══ TEXT PROVIDED

Worse still, the adulation by some humanists of the human intellect (unique as it appears to be) encourages the old-fashioned nonsense that men and women are specially set apart from other living organisms and, worst of all, that the human race has an evolutionary destiny (formerly God’s permission) to conquer and subdue nature.

“Glory to Man in the highest! for Man is the master of things” wrote Swinburne, my favourite poet. The words are marvellous rhetoric, intended to shock mid-nineteenth century piety, but today, if taken seriously, they would be a recipe for an ecological nightmare. If any other species of animal had caused a quarter as much destruction of life (including annihilation of whole species), degradation of landscape, fouling of the seas and pollution of the air as humanity has, we would have declared such an animal - however smart and intelligent - to be dangerous vermin and would be spending vast resources on destroying it.

Oh, yawn. At first thought this might be something different.  But it’s just the same old, “human hubris will destroy the planet “claptrap, but believing we are “just part of nature” will convince us to be humble and usher in a new Eden.  (See the last paragraph.)

════

WRITTEN PROBLEM 1
Answer these questions using the passage on humanism and nature.
(a) Whom does the passage call "my favourite poet"?
(b) What were the quoted words of that poet intended to shock?
(c) What does the passage say the human race is believed to have, formerly called God's permission, to conquer and subdue nature?
WRITTEN PROBLEM 2
Update the passage on humanism and nature from "Worse still, the" up to and including "and subdue nature.", replacing "human intellect" with "human mind".

══ ENTRIES SHOWN

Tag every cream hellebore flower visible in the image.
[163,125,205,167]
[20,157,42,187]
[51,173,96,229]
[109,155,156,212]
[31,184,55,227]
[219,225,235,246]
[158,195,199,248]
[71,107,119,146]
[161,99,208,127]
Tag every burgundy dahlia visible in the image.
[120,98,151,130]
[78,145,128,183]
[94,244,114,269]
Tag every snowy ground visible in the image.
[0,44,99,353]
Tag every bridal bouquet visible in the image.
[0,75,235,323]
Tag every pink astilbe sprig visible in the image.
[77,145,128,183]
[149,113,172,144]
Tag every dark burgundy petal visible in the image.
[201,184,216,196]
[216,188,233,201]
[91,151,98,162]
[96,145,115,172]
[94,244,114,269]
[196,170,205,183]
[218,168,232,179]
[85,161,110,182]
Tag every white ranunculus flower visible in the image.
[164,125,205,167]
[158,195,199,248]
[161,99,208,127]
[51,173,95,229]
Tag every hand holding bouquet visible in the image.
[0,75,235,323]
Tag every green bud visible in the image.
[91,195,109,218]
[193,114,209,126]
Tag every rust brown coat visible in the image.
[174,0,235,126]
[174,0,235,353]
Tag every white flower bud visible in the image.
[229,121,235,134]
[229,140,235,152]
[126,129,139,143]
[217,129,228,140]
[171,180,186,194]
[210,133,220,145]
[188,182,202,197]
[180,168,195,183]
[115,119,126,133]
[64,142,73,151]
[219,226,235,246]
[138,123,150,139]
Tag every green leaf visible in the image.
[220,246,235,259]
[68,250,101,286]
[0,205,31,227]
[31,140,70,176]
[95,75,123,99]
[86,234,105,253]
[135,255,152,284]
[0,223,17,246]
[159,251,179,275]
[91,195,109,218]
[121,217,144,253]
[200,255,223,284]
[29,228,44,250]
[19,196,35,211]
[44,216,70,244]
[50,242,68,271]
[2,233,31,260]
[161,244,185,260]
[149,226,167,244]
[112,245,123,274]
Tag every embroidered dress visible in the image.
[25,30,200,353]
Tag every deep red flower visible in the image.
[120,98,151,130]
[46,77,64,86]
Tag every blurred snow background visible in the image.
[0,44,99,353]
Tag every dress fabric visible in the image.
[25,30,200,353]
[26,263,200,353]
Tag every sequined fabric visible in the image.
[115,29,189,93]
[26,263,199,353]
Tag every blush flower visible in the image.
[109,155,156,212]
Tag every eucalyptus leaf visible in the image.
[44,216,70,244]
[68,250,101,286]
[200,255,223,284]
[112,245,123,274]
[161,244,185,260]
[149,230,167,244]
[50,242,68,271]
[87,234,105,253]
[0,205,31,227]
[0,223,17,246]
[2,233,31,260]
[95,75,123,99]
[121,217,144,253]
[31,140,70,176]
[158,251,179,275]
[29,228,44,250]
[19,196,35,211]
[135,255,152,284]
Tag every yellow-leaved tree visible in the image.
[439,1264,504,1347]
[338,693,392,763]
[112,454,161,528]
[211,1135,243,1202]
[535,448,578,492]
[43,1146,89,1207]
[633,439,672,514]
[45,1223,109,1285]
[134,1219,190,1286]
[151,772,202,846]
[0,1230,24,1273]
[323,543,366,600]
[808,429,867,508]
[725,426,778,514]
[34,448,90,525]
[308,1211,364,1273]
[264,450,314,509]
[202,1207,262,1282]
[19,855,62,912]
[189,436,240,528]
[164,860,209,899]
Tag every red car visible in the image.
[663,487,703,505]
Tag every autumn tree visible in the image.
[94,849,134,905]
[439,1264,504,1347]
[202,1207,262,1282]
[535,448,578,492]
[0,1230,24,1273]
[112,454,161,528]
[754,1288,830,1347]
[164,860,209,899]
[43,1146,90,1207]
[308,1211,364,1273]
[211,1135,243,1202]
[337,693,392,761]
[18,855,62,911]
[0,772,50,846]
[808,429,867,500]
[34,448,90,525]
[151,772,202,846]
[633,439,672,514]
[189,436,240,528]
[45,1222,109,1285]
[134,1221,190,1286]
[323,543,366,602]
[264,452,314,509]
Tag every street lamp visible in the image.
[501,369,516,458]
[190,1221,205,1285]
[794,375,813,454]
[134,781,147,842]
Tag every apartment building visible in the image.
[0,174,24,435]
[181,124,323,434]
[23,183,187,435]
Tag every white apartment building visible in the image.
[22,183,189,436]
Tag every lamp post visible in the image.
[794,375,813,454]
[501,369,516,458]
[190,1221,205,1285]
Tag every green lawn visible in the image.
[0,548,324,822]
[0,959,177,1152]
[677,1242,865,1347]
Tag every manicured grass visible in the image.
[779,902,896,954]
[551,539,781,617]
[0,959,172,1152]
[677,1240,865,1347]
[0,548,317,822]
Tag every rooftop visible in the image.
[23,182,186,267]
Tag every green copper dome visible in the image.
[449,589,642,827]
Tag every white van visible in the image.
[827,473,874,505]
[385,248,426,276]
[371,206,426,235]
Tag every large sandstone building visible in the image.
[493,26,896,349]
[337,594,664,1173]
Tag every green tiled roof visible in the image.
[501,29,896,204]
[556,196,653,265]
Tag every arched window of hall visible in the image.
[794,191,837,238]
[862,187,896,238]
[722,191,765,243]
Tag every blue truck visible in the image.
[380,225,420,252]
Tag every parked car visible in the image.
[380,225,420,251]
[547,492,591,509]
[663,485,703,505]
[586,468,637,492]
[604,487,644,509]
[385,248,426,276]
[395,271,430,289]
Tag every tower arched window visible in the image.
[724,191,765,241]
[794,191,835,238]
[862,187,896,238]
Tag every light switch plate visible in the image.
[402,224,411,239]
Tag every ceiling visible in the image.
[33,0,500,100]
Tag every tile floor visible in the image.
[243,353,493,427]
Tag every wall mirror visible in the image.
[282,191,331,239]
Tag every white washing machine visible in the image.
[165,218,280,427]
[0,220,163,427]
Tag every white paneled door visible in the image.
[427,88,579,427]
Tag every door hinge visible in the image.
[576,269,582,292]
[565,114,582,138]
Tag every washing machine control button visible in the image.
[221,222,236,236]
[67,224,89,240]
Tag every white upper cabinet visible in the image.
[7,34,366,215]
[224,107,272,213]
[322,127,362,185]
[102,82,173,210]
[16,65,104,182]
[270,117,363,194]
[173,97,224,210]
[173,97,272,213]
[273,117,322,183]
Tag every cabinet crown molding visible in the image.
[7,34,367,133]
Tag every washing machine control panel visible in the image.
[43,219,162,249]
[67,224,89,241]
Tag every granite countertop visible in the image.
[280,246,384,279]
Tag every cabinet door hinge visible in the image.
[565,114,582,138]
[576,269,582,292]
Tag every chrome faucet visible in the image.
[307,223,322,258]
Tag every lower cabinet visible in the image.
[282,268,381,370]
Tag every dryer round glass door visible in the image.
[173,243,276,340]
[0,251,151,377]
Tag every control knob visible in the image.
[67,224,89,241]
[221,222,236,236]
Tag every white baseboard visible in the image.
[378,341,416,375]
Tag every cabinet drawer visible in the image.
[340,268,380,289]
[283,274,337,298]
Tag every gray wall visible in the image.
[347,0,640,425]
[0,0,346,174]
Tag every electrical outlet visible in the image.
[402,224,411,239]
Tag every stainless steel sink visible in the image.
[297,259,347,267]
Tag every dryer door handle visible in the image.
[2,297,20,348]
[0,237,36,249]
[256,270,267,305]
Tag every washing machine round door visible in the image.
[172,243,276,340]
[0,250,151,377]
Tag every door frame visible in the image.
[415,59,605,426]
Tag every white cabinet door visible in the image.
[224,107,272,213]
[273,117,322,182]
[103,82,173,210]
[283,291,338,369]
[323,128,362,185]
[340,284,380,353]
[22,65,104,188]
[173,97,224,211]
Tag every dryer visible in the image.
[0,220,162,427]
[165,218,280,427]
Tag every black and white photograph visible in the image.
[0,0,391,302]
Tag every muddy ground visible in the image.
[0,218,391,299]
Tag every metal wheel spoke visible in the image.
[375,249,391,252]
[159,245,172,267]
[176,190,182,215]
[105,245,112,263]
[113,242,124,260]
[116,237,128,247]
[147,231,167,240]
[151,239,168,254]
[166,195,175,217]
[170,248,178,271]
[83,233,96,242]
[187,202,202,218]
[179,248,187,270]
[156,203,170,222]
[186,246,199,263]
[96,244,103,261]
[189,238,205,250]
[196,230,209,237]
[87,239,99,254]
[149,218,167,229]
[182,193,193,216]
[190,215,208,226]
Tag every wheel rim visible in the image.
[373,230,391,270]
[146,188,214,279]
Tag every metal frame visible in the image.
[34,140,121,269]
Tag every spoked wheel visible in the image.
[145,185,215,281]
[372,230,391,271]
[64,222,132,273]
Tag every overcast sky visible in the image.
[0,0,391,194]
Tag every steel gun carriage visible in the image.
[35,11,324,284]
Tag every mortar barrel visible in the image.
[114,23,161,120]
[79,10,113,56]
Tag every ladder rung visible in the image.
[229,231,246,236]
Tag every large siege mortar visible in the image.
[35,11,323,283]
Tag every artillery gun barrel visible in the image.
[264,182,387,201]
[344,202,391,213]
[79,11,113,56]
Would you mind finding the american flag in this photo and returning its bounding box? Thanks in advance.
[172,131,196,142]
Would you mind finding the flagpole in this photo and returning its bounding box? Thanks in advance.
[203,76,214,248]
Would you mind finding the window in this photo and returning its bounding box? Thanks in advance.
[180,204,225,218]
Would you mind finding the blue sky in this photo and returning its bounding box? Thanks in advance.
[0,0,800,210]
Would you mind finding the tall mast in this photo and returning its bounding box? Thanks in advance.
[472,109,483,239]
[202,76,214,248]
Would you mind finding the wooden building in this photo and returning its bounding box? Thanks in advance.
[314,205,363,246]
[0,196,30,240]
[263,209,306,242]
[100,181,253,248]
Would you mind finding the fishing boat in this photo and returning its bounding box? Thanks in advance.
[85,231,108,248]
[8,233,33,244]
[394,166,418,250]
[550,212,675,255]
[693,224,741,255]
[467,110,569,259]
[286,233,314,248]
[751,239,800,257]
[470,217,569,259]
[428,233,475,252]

════

TASK RESPONSE 1
(a) Swinburne.
(b) Mid-nineteenth century piety.
(c) An evolutionary destiny.

TASK RESPONSE 2
Worse still, the adulation by some humanists of the human mind (unique as it appears to be) encourages the old-fashioned nonsense that men and women are specially set apart from other living organisms and, worst of all, that the human race has an evolutionary destiny (formerly God’s permission) to conquer and subdue nature.